Psychology in Real Life: Diagnosis, Good News or Bad News?
So now you have a diagnosis for someone else or for yourself. Should you tattoo the bar code across your forehead or would it be best to fold that little sheet of paper into a tiny square and tuck it in your shoe?
The answer is a little bit of both. On the plus side of ‘having’ a diagnosis, that little set of letters and numbers will give you a shot at health insurance reimbursement. Also, a diagnosis can assure us that other people have experienced similar symptoms, that research has been done, and that methods and medications have, at least sometimes, proven helpful.
On the down side, a diagnosis describes a general blend of symptoms, treatments, and responses to treatment of a highly variant collection of people. A diagnosis is not a reliable means to describe the symptoms of an individual nor can a diagnosis predict how an individual will respond to various treatments or change over time. Plain words: Just because the diagnostic manual or magazine article labels a person with a diagnosis does not mean we ‘know’ who a person is nor are we able to know what lies ahead.
The most daunting downside to diagnosis has more to do with what happens when we share a diagnostic label with others. Insurance is, of course, a necessary indignity. In close relationships we might share a diagnosis to help the other understand what is behind changes in our behavior. Here the definition of “close relationship” is a relationship with someone you’ve known a long time and who is able to hear the ‘diagnosis’ as one and not even the most important puzzle piece to who you are. The problem sharing a diagnosis is that from the moment of revelation forward—much of your unrelated behavior may be blamed on your diagnosis.

◆ **PROBLEM TO WORK ON**: Write the next part of the article on diagnosis, starting right after its final sentence about unrelated behavior being blamed on the diagnosis.

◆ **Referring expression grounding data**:

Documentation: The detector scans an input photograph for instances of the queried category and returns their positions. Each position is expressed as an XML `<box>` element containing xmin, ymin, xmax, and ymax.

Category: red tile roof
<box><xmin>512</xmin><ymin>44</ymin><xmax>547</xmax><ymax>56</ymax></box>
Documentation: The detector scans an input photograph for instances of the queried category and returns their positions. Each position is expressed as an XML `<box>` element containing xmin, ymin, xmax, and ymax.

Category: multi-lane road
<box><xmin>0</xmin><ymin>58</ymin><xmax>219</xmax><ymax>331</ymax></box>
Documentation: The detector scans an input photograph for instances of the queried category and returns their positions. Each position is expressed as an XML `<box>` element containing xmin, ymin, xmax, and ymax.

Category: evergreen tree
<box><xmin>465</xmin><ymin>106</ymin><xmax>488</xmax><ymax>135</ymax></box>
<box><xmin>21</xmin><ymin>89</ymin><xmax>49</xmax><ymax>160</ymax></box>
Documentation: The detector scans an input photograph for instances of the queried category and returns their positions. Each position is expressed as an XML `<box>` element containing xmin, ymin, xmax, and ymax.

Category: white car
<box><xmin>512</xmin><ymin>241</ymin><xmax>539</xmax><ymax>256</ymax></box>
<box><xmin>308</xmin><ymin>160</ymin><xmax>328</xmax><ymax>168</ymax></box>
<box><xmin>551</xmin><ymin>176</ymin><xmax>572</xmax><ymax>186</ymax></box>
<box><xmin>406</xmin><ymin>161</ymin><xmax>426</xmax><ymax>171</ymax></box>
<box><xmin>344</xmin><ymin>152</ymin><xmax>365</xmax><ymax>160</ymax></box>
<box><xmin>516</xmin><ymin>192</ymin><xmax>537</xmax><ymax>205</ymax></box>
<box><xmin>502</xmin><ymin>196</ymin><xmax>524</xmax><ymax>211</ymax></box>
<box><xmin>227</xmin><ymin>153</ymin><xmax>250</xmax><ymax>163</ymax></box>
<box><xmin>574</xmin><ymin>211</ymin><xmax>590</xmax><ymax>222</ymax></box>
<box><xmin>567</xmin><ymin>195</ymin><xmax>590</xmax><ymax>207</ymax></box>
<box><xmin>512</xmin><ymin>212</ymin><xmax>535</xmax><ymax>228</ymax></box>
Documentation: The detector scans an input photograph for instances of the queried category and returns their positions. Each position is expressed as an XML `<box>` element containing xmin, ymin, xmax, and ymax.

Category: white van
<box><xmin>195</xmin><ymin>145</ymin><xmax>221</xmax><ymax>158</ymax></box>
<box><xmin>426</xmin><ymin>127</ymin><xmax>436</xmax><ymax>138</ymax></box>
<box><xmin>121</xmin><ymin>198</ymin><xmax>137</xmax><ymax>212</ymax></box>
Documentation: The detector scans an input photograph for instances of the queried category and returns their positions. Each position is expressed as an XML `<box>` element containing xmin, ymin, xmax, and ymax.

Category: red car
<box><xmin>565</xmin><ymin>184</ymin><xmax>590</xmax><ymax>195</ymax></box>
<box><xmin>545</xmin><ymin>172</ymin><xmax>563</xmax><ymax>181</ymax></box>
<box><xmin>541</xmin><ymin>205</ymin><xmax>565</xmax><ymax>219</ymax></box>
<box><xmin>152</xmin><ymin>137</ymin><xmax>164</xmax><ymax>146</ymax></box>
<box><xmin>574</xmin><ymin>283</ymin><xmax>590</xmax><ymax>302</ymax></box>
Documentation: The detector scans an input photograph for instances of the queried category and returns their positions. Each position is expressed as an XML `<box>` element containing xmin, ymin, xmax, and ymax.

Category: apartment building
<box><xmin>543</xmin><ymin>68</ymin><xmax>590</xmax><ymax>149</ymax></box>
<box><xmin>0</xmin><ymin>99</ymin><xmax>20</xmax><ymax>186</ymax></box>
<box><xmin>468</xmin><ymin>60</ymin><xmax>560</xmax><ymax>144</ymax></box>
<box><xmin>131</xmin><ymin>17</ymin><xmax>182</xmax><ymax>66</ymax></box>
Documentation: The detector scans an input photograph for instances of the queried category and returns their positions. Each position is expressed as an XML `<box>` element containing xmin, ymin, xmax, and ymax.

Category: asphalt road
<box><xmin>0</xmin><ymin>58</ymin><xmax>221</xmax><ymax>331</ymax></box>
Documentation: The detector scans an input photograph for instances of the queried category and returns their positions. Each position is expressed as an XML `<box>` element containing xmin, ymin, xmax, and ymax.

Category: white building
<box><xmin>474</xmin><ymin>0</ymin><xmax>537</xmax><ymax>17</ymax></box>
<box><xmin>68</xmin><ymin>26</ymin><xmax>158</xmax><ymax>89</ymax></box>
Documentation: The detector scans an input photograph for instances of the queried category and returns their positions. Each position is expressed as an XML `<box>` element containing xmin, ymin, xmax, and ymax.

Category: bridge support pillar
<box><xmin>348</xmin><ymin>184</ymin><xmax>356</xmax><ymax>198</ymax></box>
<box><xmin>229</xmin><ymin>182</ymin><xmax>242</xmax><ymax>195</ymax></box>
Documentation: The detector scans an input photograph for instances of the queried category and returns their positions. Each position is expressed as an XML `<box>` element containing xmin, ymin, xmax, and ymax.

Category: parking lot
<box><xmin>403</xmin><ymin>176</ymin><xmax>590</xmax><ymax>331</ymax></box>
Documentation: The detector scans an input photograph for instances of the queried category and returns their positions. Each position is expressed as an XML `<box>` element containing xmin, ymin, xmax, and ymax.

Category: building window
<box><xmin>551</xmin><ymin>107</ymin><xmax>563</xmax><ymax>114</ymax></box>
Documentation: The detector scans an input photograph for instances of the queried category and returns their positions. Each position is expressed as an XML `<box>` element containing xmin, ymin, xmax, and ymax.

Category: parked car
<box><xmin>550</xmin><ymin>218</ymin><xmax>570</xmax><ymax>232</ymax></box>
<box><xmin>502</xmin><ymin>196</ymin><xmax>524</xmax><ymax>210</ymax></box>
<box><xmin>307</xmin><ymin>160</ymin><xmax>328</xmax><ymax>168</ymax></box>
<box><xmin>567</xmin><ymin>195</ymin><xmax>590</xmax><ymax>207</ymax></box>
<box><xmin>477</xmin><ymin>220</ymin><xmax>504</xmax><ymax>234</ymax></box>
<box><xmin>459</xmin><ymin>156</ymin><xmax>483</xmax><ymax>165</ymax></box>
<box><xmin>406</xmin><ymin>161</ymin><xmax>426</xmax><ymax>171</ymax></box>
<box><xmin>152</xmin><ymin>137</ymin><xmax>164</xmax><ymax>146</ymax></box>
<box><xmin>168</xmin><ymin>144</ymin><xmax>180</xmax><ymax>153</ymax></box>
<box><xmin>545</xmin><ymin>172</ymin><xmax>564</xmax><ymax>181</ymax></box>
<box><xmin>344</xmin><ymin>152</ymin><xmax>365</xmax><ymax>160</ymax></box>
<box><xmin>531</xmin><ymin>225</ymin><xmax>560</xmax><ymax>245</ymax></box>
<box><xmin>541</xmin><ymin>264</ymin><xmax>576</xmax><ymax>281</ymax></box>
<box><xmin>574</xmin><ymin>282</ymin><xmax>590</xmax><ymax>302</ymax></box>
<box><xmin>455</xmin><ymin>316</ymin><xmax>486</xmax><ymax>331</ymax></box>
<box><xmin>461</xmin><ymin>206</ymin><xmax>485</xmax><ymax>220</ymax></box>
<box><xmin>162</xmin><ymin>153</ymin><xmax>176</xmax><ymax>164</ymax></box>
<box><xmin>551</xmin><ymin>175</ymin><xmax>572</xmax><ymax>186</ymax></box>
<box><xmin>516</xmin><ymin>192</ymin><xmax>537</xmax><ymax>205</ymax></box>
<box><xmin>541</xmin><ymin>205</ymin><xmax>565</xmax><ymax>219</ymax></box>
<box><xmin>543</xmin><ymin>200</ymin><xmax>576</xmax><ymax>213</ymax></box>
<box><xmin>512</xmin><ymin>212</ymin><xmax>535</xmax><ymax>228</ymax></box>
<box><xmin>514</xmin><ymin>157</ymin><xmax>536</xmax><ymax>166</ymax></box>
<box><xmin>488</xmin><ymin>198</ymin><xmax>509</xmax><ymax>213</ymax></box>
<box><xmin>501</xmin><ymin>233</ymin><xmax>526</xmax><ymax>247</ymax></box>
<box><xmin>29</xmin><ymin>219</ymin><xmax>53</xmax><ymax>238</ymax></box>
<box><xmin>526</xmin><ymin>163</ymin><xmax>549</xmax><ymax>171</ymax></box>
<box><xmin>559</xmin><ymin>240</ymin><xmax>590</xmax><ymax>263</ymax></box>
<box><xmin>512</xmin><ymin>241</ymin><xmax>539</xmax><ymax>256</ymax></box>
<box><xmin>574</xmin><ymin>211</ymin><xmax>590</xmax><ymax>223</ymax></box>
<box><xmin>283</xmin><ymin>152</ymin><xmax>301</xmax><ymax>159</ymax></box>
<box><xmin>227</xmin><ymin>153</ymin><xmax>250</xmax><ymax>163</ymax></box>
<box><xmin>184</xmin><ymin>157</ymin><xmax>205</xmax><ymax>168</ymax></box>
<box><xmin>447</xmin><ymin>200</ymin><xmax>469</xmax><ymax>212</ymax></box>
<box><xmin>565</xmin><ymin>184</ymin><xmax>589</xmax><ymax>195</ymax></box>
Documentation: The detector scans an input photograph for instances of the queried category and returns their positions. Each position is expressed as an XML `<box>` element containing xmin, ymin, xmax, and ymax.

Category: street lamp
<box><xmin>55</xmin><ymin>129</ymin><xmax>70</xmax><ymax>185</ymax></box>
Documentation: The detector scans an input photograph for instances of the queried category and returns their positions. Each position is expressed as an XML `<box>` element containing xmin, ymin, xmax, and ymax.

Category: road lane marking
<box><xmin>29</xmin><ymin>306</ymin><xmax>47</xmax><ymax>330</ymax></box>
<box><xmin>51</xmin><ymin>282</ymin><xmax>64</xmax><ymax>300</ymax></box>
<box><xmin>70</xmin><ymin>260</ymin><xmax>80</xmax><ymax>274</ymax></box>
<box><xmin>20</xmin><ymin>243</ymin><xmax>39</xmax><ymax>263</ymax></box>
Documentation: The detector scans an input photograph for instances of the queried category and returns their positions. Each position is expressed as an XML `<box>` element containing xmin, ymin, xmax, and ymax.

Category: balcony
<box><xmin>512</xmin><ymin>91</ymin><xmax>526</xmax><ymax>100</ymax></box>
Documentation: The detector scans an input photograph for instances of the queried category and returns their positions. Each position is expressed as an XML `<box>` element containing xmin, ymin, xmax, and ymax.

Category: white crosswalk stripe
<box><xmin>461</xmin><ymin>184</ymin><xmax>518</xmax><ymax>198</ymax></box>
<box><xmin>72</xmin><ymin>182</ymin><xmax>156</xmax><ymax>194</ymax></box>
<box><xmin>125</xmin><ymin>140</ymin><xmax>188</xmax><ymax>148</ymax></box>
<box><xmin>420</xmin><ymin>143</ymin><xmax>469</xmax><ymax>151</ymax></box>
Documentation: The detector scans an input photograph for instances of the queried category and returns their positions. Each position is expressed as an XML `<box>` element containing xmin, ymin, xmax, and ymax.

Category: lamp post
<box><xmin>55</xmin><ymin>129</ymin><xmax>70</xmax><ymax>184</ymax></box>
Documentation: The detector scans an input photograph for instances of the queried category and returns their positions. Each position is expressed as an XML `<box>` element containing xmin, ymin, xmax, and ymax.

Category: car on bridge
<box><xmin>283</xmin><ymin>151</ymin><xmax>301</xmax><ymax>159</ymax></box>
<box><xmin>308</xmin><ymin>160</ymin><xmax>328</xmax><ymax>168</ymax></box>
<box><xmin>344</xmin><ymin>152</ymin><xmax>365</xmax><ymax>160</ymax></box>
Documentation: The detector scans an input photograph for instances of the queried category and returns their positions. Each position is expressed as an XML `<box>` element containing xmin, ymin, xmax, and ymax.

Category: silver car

◆ **TASK ANSWER**:
Takeaway: Keep a diagnosis (yours or someone else’s) private. Celebrities and magazine articles want to pretend the world is enlightened and non-judgmental when it comes to emotional disorders—but that’s not the accurate. While your revelations might occur in the most benign social situation possible, you don’t know what’s going to happen as time goes by and in what new situation your private information is shared. Perhaps ironically, even sharing with a spouse can change the way a partner relates.
Buy books, read about a diagnosis, learn, and when a pharmaceutical commercial pops up on the television screen plug your ears, squeeze your eyes closed, and sing “La la la la” until it’s over.